*** Opening SUPPLIED MATERIAL ***
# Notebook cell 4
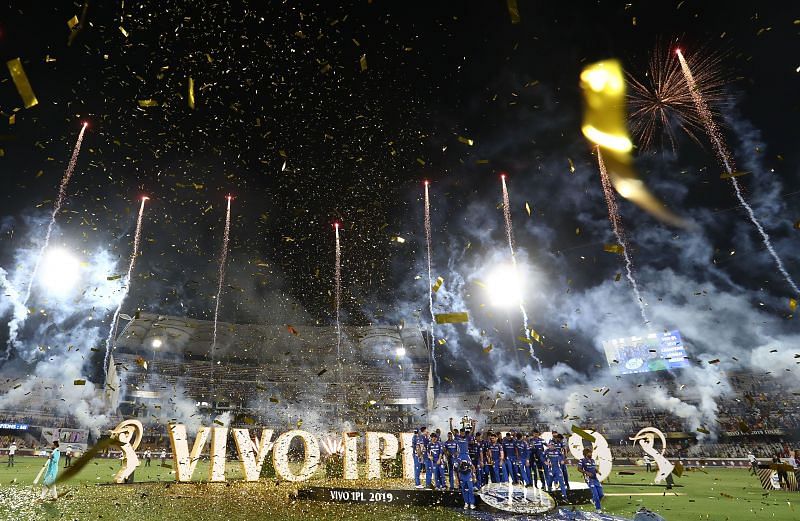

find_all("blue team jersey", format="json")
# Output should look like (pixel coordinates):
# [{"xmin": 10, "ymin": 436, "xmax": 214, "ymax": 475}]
[
  {"xmin": 444, "ymin": 440, "xmax": 458, "ymax": 459},
  {"xmin": 467, "ymin": 441, "xmax": 480, "ymax": 462},
  {"xmin": 416, "ymin": 435, "xmax": 429, "ymax": 455},
  {"xmin": 578, "ymin": 457, "xmax": 599, "ymax": 480},
  {"xmin": 501, "ymin": 438, "xmax": 517, "ymax": 459},
  {"xmin": 545, "ymin": 447, "xmax": 564, "ymax": 467},
  {"xmin": 455, "ymin": 435, "xmax": 470, "ymax": 460},
  {"xmin": 428, "ymin": 441, "xmax": 443, "ymax": 461},
  {"xmin": 530, "ymin": 437, "xmax": 545, "ymax": 455},
  {"xmin": 488, "ymin": 443, "xmax": 502, "ymax": 463},
  {"xmin": 517, "ymin": 439, "xmax": 530, "ymax": 459}
]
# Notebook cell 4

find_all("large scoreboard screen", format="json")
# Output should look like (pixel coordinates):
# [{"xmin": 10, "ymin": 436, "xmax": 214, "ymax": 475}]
[{"xmin": 602, "ymin": 330, "xmax": 689, "ymax": 375}]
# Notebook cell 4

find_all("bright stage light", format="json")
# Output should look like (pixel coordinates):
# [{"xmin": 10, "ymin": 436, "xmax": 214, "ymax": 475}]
[
  {"xmin": 487, "ymin": 264, "xmax": 524, "ymax": 308},
  {"xmin": 395, "ymin": 347, "xmax": 406, "ymax": 357},
  {"xmin": 151, "ymin": 338, "xmax": 163, "ymax": 348},
  {"xmin": 39, "ymin": 248, "xmax": 80, "ymax": 297}
]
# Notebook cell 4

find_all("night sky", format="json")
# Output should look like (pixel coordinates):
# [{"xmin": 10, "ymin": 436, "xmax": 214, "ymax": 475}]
[{"xmin": 1, "ymin": 1, "xmax": 798, "ymax": 386}]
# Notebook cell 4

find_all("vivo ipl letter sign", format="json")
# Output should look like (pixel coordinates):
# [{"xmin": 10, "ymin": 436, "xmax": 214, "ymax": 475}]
[{"xmin": 111, "ymin": 420, "xmax": 670, "ymax": 484}]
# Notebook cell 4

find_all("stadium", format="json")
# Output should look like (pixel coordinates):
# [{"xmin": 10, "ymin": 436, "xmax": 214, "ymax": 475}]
[{"xmin": 2, "ymin": 1, "xmax": 799, "ymax": 520}]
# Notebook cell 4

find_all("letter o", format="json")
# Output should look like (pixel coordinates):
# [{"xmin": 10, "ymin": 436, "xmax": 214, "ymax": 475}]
[{"xmin": 272, "ymin": 430, "xmax": 321, "ymax": 482}]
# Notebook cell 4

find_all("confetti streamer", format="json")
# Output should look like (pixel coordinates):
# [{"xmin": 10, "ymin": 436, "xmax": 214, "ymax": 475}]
[
  {"xmin": 506, "ymin": 0, "xmax": 521, "ymax": 24},
  {"xmin": 6, "ymin": 58, "xmax": 39, "ymax": 108},
  {"xmin": 571, "ymin": 425, "xmax": 597, "ymax": 442},
  {"xmin": 188, "ymin": 77, "xmax": 195, "ymax": 109},
  {"xmin": 580, "ymin": 59, "xmax": 686, "ymax": 226},
  {"xmin": 434, "ymin": 312, "xmax": 469, "ymax": 324}
]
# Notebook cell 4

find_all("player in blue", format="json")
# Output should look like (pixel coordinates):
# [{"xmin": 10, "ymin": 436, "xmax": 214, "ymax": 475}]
[
  {"xmin": 544, "ymin": 440, "xmax": 568, "ymax": 500},
  {"xmin": 530, "ymin": 430, "xmax": 546, "ymax": 489},
  {"xmin": 486, "ymin": 432, "xmax": 504, "ymax": 483},
  {"xmin": 578, "ymin": 448, "xmax": 604, "ymax": 513},
  {"xmin": 480, "ymin": 432, "xmax": 493, "ymax": 487},
  {"xmin": 427, "ymin": 433, "xmax": 446, "ymax": 489},
  {"xmin": 501, "ymin": 432, "xmax": 517, "ymax": 484},
  {"xmin": 414, "ymin": 426, "xmax": 429, "ymax": 488},
  {"xmin": 552, "ymin": 432, "xmax": 571, "ymax": 491},
  {"xmin": 467, "ymin": 432, "xmax": 484, "ymax": 490},
  {"xmin": 444, "ymin": 431, "xmax": 459, "ymax": 490},
  {"xmin": 411, "ymin": 429, "xmax": 420, "ymax": 488},
  {"xmin": 457, "ymin": 459, "xmax": 477, "ymax": 510},
  {"xmin": 517, "ymin": 433, "xmax": 532, "ymax": 486}
]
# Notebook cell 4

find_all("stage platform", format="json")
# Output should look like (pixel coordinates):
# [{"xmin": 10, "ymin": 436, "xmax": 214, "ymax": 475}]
[{"xmin": 297, "ymin": 480, "xmax": 593, "ymax": 513}]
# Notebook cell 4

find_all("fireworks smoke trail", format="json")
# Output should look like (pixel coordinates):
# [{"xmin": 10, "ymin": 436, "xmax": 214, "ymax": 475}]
[
  {"xmin": 5, "ymin": 123, "xmax": 88, "ymax": 357},
  {"xmin": 103, "ymin": 196, "xmax": 148, "ymax": 378},
  {"xmin": 597, "ymin": 149, "xmax": 649, "ymax": 324},
  {"xmin": 211, "ymin": 196, "xmax": 233, "ymax": 357},
  {"xmin": 334, "ymin": 222, "xmax": 342, "ymax": 358},
  {"xmin": 423, "ymin": 181, "xmax": 439, "ymax": 384},
  {"xmin": 677, "ymin": 50, "xmax": 799, "ymax": 295},
  {"xmin": 500, "ymin": 174, "xmax": 541, "ymax": 369}
]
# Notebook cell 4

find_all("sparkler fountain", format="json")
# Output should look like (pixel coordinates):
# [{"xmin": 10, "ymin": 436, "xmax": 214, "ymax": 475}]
[
  {"xmin": 597, "ymin": 149, "xmax": 649, "ymax": 324},
  {"xmin": 677, "ymin": 49, "xmax": 799, "ymax": 295},
  {"xmin": 499, "ymin": 174, "xmax": 542, "ymax": 372},
  {"xmin": 104, "ymin": 196, "xmax": 149, "ymax": 378},
  {"xmin": 6, "ymin": 122, "xmax": 88, "ymax": 356}
]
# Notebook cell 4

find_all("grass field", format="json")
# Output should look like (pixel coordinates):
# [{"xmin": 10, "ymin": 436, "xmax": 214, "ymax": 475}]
[{"xmin": 0, "ymin": 456, "xmax": 796, "ymax": 520}]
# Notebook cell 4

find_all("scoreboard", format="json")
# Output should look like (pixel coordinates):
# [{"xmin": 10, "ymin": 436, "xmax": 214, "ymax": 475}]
[{"xmin": 602, "ymin": 330, "xmax": 689, "ymax": 375}]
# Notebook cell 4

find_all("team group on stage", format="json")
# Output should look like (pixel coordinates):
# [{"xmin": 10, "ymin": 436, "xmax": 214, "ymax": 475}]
[{"xmin": 411, "ymin": 420, "xmax": 604, "ymax": 512}]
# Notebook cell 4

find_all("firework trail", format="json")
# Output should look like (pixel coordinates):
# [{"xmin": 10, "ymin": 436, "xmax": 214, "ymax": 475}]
[
  {"xmin": 103, "ymin": 196, "xmax": 149, "ymax": 378},
  {"xmin": 627, "ymin": 45, "xmax": 727, "ymax": 152},
  {"xmin": 500, "ymin": 174, "xmax": 540, "ymax": 368},
  {"xmin": 211, "ymin": 196, "xmax": 233, "ymax": 357},
  {"xmin": 597, "ymin": 149, "xmax": 649, "ymax": 324},
  {"xmin": 5, "ymin": 123, "xmax": 88, "ymax": 356},
  {"xmin": 334, "ymin": 222, "xmax": 342, "ymax": 358},
  {"xmin": 423, "ymin": 181, "xmax": 439, "ymax": 384},
  {"xmin": 677, "ymin": 50, "xmax": 799, "ymax": 295}
]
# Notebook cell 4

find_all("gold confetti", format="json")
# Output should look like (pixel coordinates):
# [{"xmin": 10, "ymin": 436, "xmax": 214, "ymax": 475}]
[
  {"xmin": 697, "ymin": 427, "xmax": 710, "ymax": 434},
  {"xmin": 119, "ymin": 26, "xmax": 129, "ymax": 38},
  {"xmin": 457, "ymin": 136, "xmax": 474, "ymax": 146},
  {"xmin": 790, "ymin": 298, "xmax": 797, "ymax": 312},
  {"xmin": 67, "ymin": 16, "xmax": 79, "ymax": 29},
  {"xmin": 506, "ymin": 0, "xmax": 521, "ymax": 24},
  {"xmin": 580, "ymin": 60, "xmax": 685, "ymax": 226},
  {"xmin": 106, "ymin": 274, "xmax": 122, "ymax": 281},
  {"xmin": 614, "ymin": 273, "xmax": 621, "ymax": 282},
  {"xmin": 437, "ymin": 338, "xmax": 446, "ymax": 345},
  {"xmin": 137, "ymin": 99, "xmax": 159, "ymax": 107},
  {"xmin": 73, "ymin": 379, "xmax": 86, "ymax": 385},
  {"xmin": 568, "ymin": 158, "xmax": 575, "ymax": 173},
  {"xmin": 434, "ymin": 312, "xmax": 469, "ymax": 324},
  {"xmin": 9, "ymin": 114, "xmax": 16, "ymax": 125},
  {"xmin": 359, "ymin": 54, "xmax": 368, "ymax": 71},
  {"xmin": 720, "ymin": 170, "xmax": 750, "ymax": 179},
  {"xmin": 525, "ymin": 202, "xmax": 531, "ymax": 216},
  {"xmin": 6, "ymin": 58, "xmax": 39, "ymax": 108},
  {"xmin": 390, "ymin": 236, "xmax": 405, "ymax": 243},
  {"xmin": 432, "ymin": 276, "xmax": 444, "ymax": 293},
  {"xmin": 188, "ymin": 77, "xmax": 195, "ymax": 109},
  {"xmin": 571, "ymin": 425, "xmax": 596, "ymax": 442},
  {"xmin": 603, "ymin": 243, "xmax": 623, "ymax": 254},
  {"xmin": 483, "ymin": 344, "xmax": 493, "ymax": 354},
  {"xmin": 416, "ymin": 157, "xmax": 426, "ymax": 166}
]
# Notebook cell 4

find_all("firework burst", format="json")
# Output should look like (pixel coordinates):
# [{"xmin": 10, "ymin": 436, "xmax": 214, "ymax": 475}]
[{"xmin": 627, "ymin": 43, "xmax": 728, "ymax": 152}]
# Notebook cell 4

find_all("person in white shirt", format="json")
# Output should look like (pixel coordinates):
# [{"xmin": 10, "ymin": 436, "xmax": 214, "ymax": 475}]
[
  {"xmin": 160, "ymin": 448, "xmax": 167, "ymax": 466},
  {"xmin": 7, "ymin": 442, "xmax": 17, "ymax": 467},
  {"xmin": 748, "ymin": 452, "xmax": 758, "ymax": 475},
  {"xmin": 643, "ymin": 455, "xmax": 652, "ymax": 472},
  {"xmin": 144, "ymin": 449, "xmax": 152, "ymax": 467}
]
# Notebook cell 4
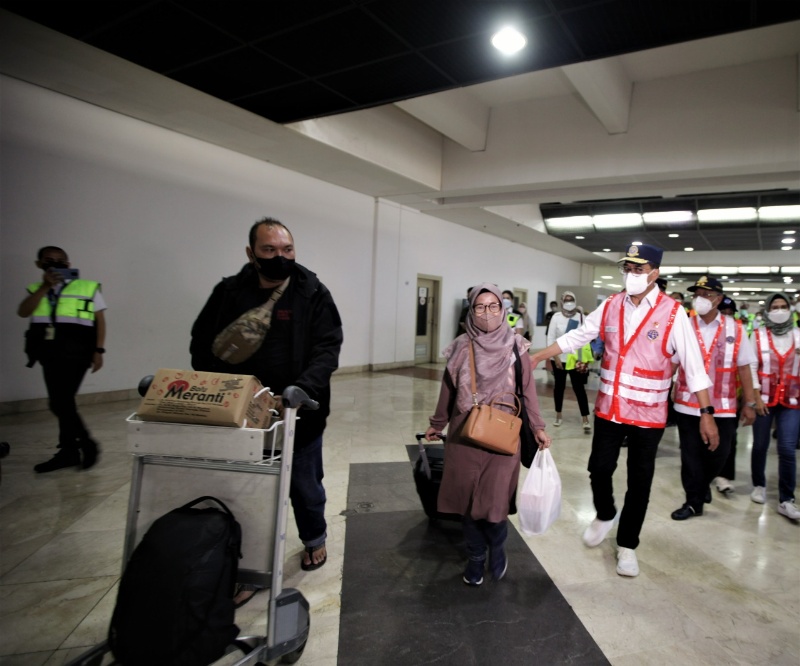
*** Closing SUPPLIED MATERIAL ***
[WHAT IS BEING ASKED] Take every line from the data that contains the word "trail".

[RESULT]
find_all("fireworks smoke trail", format="json")
find_all("firework trail", format="json")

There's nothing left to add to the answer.